PROBLEM:
Write the listing out again, exactly as it reads below.

GIVEN RECORDS:
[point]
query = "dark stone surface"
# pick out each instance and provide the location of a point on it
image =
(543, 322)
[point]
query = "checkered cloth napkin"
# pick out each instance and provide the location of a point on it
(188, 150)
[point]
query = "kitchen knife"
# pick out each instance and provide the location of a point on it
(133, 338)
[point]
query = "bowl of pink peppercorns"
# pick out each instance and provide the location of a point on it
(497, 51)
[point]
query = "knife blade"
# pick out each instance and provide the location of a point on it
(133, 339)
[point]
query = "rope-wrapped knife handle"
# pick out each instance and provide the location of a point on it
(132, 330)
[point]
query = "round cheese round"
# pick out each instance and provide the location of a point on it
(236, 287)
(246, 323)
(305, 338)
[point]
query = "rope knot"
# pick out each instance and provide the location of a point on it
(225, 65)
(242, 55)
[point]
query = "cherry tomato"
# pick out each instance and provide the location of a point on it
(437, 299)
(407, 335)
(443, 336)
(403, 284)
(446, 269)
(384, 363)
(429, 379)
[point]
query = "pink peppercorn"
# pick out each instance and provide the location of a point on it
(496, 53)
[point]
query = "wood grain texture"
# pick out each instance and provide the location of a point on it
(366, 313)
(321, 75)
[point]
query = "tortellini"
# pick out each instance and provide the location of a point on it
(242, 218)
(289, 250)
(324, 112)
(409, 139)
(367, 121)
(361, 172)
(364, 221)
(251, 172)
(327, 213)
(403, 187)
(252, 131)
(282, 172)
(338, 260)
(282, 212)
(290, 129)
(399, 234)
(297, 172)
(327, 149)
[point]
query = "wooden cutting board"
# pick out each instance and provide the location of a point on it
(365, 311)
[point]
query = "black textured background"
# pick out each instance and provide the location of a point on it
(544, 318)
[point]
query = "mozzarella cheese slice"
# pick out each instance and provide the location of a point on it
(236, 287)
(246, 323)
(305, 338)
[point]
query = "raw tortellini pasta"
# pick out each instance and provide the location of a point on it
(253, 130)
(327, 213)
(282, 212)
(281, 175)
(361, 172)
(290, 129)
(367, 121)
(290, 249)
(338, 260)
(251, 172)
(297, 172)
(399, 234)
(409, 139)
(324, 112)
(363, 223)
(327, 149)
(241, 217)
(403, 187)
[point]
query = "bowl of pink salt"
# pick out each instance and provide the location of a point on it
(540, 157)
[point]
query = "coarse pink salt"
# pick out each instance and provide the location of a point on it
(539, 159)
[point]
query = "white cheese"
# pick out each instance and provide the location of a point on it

RESPONSE TO THE TASK:
[point]
query = "dark stone surface"
# pick out each instance and provide the location of a point on it
image =
(543, 322)
[point]
query = "checkered cloth napkin"
# pick out each instance and provide the location of a point on it
(188, 150)
[point]
query = "kitchen knife"
# pick out each instance and provide the location of a point on it
(133, 338)
[point]
query = "bowl of pink peppercorns"
# pick out each instance and provide the location of a point on it
(497, 51)
[point]
query = "knife blade"
# pick out each instance and provide the location of a point on it
(133, 339)
[point]
query = "rope-wrapped knife handle"
# pick out each instance and provide the location of a point on it
(132, 330)
[point]
query = "round cheese round"
# pick out each instance and provide the location of a point on it
(236, 287)
(246, 323)
(305, 338)
[point]
query = "rope knot"
# pick out each instance and provide the location of a point on it
(225, 65)
(242, 55)
[point]
query = "cherry tomato"
# pick out each instance and provide the location of a point on it
(437, 299)
(407, 335)
(443, 336)
(403, 284)
(446, 269)
(384, 363)
(429, 379)
[point]
query = "pink peppercorn"
# pick out each instance and provide the location of a point on it
(496, 53)
[point]
query = "wood grain texture"
# pick out each instance and provide the location of a point on it
(366, 313)
(321, 75)
[point]
query = "tortellini"
# pick out each instance and provide the location of a point on it
(242, 218)
(289, 250)
(324, 112)
(409, 139)
(367, 121)
(361, 172)
(364, 221)
(251, 172)
(327, 213)
(403, 187)
(252, 131)
(282, 172)
(338, 260)
(282, 212)
(290, 129)
(399, 234)
(297, 172)
(327, 149)
[point]
query = "wooden cutting board"
# pick out each instance and provide the location of a point on it
(365, 311)
[point]
query = "black textured background"
# pick out each instance and provide the location of a point on it
(544, 318)
[point]
query = "mozzarella cheese slice"
# pick out each instance and provide the location of a point on it
(236, 287)
(246, 323)
(305, 338)
[point]
query = "raw tortellini pasta"
# pick out each instance and provide the location of a point on it
(253, 130)
(327, 213)
(282, 212)
(281, 175)
(361, 172)
(290, 129)
(367, 121)
(290, 249)
(338, 260)
(251, 172)
(297, 172)
(399, 234)
(409, 139)
(324, 112)
(363, 223)
(327, 149)
(241, 217)
(403, 187)
[point]
query = "bowl of pink salt"
# pick out each instance and provide the location of a point on it
(540, 157)
[point]
query = "coarse pink salt"
# pick out each instance and provide the location of a point on it
(539, 159)
[point]
query = "white cheese"
# pick out each instance and provide the location of a point on it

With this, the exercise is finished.